Return, without any change, the portion of the pitching discussion below that begins at the words "wow…i would give" and stops after "for the hitters.".
begin Text excerpt
Oh the funk!


#1

Two-seam death added to a very solid closer equals bad day/year in the west of the National League…scroll down and watch the action on this pig…OMG!!! Looks like a screwgie :shock:

http://sports.yahoo.com/mlb/blog/big_league_stew/post/Brian-Wilson-8217-s-8216-filthy-8217-fourth?urn=mlb-wp3780

Someone asked the other day if a curve is a necessary pitch…not if your gas looks like this… :wink:


#2

wow…i would give anything to have movement like that…


#3

To jdfromfla: HOLY COW!!!
Yalk about adding pitches to one’s repertoire…I remember how Ed Lopat used to do that. Every year he would add another pitch, or a variation of an existing one, to his rapidly burgeoning arsenal, and he used them all. For example, the “slip” pitch. And he would share a lot of that stuff with me, show me how to throw this and that. And then there was Joey Jay of the Cincinnati Reds; in 1961; he came up with a changeup screwball that he called a “slop slider” (something that Lopat used from time to time), and he had great success with it because the batters used to pop it up like so much Kleenex. Every year, or close to it, some pitcher would unveil a new wrinkle on a pitch he already had. And when pitchers do this and demonstrate effectiveness with it, bad news for the hitters.
end Text excerpt
begin Recorded data
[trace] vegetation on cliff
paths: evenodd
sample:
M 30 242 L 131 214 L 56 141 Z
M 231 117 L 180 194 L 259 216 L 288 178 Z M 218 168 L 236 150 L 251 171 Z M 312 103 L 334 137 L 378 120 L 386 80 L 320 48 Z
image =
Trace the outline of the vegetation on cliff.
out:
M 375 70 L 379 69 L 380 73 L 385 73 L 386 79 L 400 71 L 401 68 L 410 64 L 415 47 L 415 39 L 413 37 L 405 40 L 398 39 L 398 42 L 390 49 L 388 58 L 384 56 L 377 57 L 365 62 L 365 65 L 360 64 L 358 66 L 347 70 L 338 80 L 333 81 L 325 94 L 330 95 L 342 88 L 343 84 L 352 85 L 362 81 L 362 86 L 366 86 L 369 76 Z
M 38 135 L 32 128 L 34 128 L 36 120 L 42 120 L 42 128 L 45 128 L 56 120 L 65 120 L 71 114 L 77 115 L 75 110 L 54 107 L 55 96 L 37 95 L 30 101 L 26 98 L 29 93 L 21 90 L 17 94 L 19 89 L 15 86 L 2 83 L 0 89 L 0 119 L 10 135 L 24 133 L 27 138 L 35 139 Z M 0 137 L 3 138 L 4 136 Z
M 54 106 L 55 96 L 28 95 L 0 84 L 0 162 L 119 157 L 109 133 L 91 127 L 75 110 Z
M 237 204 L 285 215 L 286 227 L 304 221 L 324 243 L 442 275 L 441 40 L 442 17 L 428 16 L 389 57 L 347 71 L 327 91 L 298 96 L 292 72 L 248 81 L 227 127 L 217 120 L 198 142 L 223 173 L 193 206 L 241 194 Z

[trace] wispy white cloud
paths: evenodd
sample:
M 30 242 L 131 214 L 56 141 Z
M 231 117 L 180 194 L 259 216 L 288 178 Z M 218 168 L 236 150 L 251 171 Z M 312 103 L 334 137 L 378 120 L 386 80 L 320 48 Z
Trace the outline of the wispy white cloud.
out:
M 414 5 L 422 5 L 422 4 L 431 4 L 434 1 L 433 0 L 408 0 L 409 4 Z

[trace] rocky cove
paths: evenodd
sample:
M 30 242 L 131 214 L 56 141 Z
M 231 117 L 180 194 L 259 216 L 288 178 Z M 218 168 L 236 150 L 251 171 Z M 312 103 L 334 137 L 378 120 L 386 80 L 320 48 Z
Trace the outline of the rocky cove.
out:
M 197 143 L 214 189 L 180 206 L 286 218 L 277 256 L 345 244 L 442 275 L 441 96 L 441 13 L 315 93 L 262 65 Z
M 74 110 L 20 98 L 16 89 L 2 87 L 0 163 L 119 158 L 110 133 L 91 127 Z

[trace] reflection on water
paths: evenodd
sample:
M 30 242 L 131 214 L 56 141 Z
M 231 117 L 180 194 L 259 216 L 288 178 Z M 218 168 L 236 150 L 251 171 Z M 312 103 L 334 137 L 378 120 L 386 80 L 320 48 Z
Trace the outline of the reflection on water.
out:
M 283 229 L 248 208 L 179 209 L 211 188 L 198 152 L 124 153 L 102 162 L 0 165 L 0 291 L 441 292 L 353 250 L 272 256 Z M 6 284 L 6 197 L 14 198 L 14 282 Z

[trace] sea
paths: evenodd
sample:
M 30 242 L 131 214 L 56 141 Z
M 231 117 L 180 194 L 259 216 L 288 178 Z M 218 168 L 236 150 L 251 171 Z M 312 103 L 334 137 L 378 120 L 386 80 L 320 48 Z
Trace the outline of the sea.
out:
end Recorded data
__Finished task__:
wow…i would give anything to have movement like that…


#3

To jdfromfla: HOLY COW!!!
Yalk about adding pitches to one’s repertoire…I remember how Ed Lopat used to do that. Every year he would add another pitch, or a variation of an existing one, to his rapidly burgeoning arsenal, and he used them all. For example, the “slip” pitch. And he would share a lot of that stuff with me, show me how to throw this and that. And then there was Joey Jay of the Cincinnati Reds; in 1961; he came up with a changeup screwball that he called a “slop slider” (something that Lopat used from time to time), and he had great success with it because the batters used to pop it up like so much Kleenex. Every year, or close to it, some pitcher would unveil a new wrinkle on a pitch he already had. And when pitchers do this and demonstrate effectiveness with it, bad news for the hitters.